* _EXTRACT TO READ_
--- Start ---
The Magic of Purace National Park: A Snapshot
Puracé isn’t just another national park; it’s a treasure trove of natural wonders waiting to be discovered. Here’s why it should make it to your Colombian itinerary.
Volcanic Vistas and More
- The Quechua translation of Puracé is “Mountain of Fire,” perfectly encapsulating its volcanic character.
- Traddling across several municipalities in the departments of Cauca and Huila, the park is a part of the Macizo Colombiano.
- It spans an impressive 83,000 hectares.
- Temperatures here oscillate between 12°C and a biting -2°C, so pack accordingly.
- The park is the cradle of Colombia’s most important rivers like Magdalena, Cauca, and Caquetá.
- Puracé is one of the most active volcanoes in Colombia, with its peak soaring almost 4700m above sea level.
A Bounty of Biodiversity
- The park is a haven for birdwatchers, with species like the lofty Andean condor, vibrant hummingbirds, and ducks calling it home.
- It’s not just the birds; diverse mammals like spectacled bears, deer, and pumas can be spotted too—if you’re (very) lucky.
--- End ---
* _SET EXERCISE 1_
Reproduce the passage of the Puracé National Park text that opens with the words containing "Volcanic Vistas and" and closes with "the Macizo Colombiano.".

* _Data entries_
--- Start ---
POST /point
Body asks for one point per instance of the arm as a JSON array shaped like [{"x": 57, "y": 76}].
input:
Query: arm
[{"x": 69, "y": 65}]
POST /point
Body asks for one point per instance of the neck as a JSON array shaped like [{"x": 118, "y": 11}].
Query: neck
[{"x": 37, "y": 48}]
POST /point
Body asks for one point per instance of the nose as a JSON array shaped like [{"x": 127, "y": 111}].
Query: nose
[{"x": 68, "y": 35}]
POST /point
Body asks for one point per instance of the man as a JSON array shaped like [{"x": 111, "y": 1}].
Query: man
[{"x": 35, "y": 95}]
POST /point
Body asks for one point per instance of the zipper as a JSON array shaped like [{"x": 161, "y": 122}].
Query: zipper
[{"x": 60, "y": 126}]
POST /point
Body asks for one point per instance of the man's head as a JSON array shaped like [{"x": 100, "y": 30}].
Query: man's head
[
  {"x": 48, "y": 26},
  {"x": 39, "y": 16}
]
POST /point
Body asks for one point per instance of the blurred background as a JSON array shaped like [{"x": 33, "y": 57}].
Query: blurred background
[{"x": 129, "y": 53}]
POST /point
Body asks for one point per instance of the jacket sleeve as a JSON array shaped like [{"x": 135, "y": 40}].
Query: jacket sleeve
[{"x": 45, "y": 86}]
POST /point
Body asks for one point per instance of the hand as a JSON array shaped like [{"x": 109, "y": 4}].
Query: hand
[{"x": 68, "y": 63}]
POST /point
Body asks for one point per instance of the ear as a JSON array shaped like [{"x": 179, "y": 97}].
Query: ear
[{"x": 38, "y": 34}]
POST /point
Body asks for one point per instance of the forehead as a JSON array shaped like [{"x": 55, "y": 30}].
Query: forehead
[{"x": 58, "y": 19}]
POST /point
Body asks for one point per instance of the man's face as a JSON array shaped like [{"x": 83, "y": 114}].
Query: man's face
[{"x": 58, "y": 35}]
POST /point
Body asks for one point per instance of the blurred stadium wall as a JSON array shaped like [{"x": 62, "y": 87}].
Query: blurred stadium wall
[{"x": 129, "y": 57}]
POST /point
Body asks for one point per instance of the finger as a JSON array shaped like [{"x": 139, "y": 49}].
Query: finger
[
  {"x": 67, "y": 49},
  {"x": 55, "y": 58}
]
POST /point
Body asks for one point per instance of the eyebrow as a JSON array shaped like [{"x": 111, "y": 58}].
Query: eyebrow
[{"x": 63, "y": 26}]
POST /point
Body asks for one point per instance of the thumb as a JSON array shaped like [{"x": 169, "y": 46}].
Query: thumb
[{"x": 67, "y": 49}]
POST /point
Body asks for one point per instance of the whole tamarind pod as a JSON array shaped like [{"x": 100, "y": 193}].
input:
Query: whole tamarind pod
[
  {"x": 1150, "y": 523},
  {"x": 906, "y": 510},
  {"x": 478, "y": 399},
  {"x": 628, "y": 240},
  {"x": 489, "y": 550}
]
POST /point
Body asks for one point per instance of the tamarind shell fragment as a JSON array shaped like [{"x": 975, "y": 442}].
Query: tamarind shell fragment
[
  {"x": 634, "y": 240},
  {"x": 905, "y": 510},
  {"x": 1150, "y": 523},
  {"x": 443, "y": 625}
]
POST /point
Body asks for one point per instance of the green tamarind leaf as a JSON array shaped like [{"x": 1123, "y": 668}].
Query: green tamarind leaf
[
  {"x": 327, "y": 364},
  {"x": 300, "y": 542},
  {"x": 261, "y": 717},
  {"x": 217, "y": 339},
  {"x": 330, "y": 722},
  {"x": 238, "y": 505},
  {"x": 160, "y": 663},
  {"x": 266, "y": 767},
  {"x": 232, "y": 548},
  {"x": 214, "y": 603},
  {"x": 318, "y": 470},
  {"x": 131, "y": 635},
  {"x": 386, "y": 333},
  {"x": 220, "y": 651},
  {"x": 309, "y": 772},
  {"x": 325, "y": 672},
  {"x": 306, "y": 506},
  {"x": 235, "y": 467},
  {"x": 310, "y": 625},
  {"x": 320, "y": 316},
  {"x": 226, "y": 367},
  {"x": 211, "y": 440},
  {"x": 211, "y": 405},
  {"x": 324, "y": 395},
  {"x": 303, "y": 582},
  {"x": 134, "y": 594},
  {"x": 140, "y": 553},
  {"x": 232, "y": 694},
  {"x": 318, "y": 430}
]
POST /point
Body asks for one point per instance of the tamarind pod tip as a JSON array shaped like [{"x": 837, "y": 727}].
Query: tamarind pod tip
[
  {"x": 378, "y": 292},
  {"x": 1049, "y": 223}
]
--- End ---
* _SET EXERCISE 2_
State how many lines of the records contain the word "whole". Give only the number.

* _CORRECT ANSWER 1_
Volcanic Vistas and More
- The Quechua translation of Puracé is “Mountain of Fire,” perfectly encapsulating its volcanic character.
- Traddling across several municipalities in the departments of Cauca and Huila, the park is a part of the Macizo Colombiano.

* _CORRECT ANSWER 2_
2